• SHORT TASK
Reproduce every line of the records below verbatim, leaving out the pictures.

-- begin --

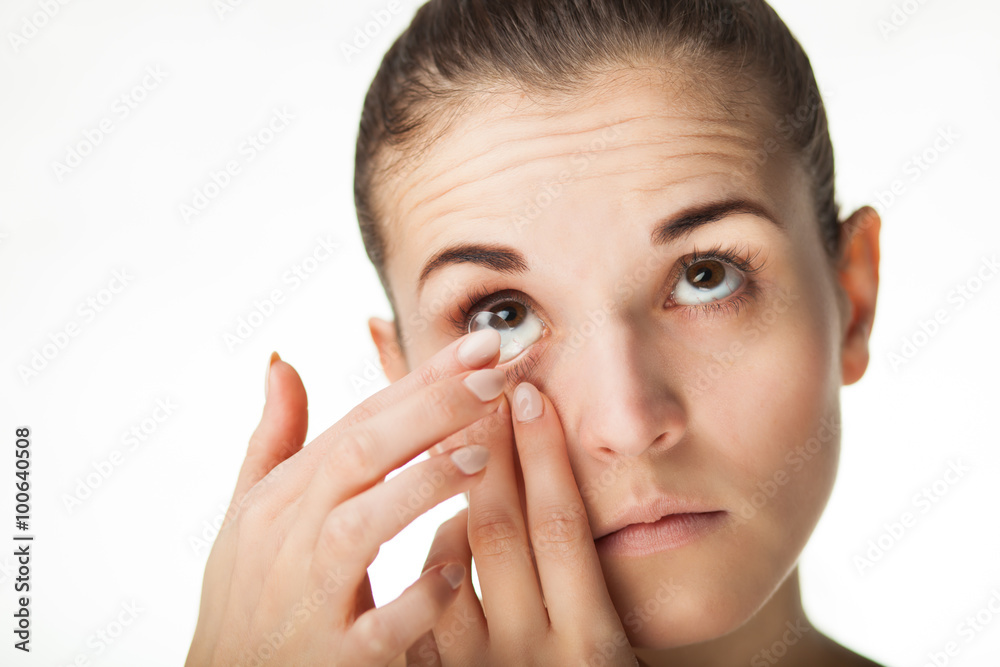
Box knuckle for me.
[422,384,458,423]
[469,511,522,563]
[326,428,375,478]
[531,505,589,555]
[416,364,444,386]
[320,508,368,553]
[351,610,406,657]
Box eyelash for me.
[446,244,767,384]
[670,244,767,318]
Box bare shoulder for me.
[822,637,886,667]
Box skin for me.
[369,65,880,666]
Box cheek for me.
[697,272,840,532]
[609,278,840,648]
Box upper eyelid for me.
[448,243,767,332]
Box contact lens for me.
[469,310,541,363]
[469,310,510,338]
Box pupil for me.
[687,260,725,289]
[495,303,521,328]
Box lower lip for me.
[595,511,726,556]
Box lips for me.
[594,494,723,541]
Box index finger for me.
[511,382,620,633]
[254,329,500,506]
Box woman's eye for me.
[469,299,544,363]
[672,259,743,306]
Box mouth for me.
[594,510,728,557]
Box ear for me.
[837,206,882,385]
[368,317,410,383]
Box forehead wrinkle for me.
[409,135,754,226]
[404,128,757,224]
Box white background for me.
[0,0,1000,667]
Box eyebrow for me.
[417,199,787,298]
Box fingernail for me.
[458,329,500,368]
[441,563,465,590]
[264,352,281,401]
[463,368,507,401]
[514,382,543,422]
[451,445,490,475]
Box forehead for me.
[378,70,787,302]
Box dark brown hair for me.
[354,0,840,318]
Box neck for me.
[635,565,827,667]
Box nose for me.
[560,318,686,461]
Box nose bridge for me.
[560,308,684,458]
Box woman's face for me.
[376,72,867,648]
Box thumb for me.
[233,352,309,503]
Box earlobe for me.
[368,317,410,383]
[837,206,882,385]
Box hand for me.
[186,331,504,667]
[406,383,639,667]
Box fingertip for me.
[438,563,465,590]
[264,352,281,401]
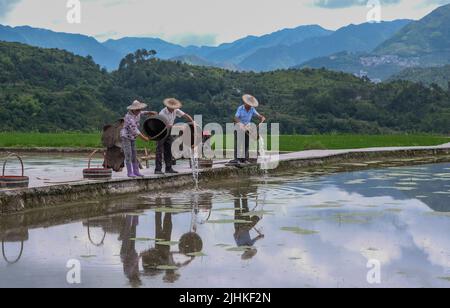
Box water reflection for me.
[230,186,264,260]
[1,228,29,265]
[0,164,450,287]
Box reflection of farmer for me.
[155,98,194,174]
[233,184,264,259]
[119,215,141,286]
[141,199,203,283]
[232,94,266,163]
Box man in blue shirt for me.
[232,94,266,163]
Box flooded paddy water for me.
[0,158,450,287]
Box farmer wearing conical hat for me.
[120,100,156,178]
[155,98,194,174]
[231,94,266,163]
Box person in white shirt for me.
[155,98,194,174]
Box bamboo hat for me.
[164,98,183,109]
[127,100,147,111]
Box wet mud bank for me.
[0,146,450,215]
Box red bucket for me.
[83,151,112,180]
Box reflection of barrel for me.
[178,232,203,254]
[0,154,30,188]
[1,228,28,264]
[83,151,112,180]
[144,115,170,141]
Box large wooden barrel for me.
[144,115,170,141]
[83,151,112,180]
[0,153,30,188]
[174,122,202,147]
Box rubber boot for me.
[133,163,144,178]
[126,164,136,178]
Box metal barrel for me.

-- end --

• CORRECT OUTPUT
Box knuckle for me.
[422,384,458,423]
[469,511,522,563]
[326,428,375,478]
[531,505,589,555]
[416,364,444,386]
[320,508,368,553]
[351,610,406,657]
Box eyelash for me.
[446,244,767,384]
[670,244,767,318]
Box bare shoulder for me.
[822,637,886,667]
Box skin for me.
[369,65,880,666]
Box cheek for me.
[697,272,840,532]
[609,278,840,648]
Box upper eyelid for me.
[448,243,767,332]
Box contact lens for me.
[469,310,541,363]
[469,310,510,338]
Box pupil for me.
[687,260,725,289]
[495,303,521,328]
Box lower lip for me.
[595,511,726,556]
Box lips for me.
[594,494,723,541]
Box index finger for me.
[511,382,620,633]
[254,329,500,506]
Box woman's eye for me.
[469,299,544,363]
[672,259,743,306]
Box mouth for me.
[594,510,728,557]
Box ear for me.
[837,206,882,385]
[368,317,410,383]
Box forehead wrinkle for me.
[409,135,754,226]
[404,128,757,224]
Box white background for me.
[0,0,1000,667]
Box eyebrow for me.
[417,199,787,298]
Box fingernail for me.
[458,329,500,368]
[441,563,465,590]
[264,352,281,401]
[463,368,507,401]
[514,382,543,422]
[451,445,490,475]
Box forehead for me.
[378,70,787,302]
Box dark brown hair for me.
[354,0,840,318]
Box neck for me.
[635,565,827,667]
Box nose for me.
[560,318,686,461]
Box nose bridge for me.
[560,308,684,458]
Box woman's face for me.
[376,72,867,648]
Box thumb for me.
[233,352,309,503]
Box earlobe for me.
[368,317,410,383]
[837,206,882,385]
Box hand for me.
[186,331,504,667]
[406,383,639,667]
Box fingertip for me.
[438,563,465,590]
[264,352,281,401]
Box water reflection for me.
[230,186,264,260]
[1,228,29,265]
[0,164,450,287]
Box reflection of farmer for me.
[155,98,194,174]
[233,184,264,259]
[119,215,141,286]
[141,199,203,283]
[232,94,266,163]
Box man in blue shirt for me.
[232,94,266,163]
Box flooded paddy water for me.
[0,158,450,287]
Box farmer wearing conical hat for me.
[120,100,156,178]
[155,98,194,174]
[231,94,266,163]
Box person in white shirt for me.
[155,98,194,174]
Box bamboo hat for me.
[164,98,183,109]
[127,100,147,111]
Box wet mud bank for me.
[0,146,450,215]
Box red bucket for me.
[83,151,112,180]
Box reflection of barrel for me.
[178,232,203,254]
[0,154,30,188]
[1,228,28,264]
[83,151,112,180]
[144,115,170,141]
Box large wooden barrel for me.
[144,115,170,141]
[83,151,112,180]
[0,153,30,188]
[174,122,202,147]
Box rubber boot for me.
[133,163,144,178]
[126,164,136,178]
Box metal barrel for me.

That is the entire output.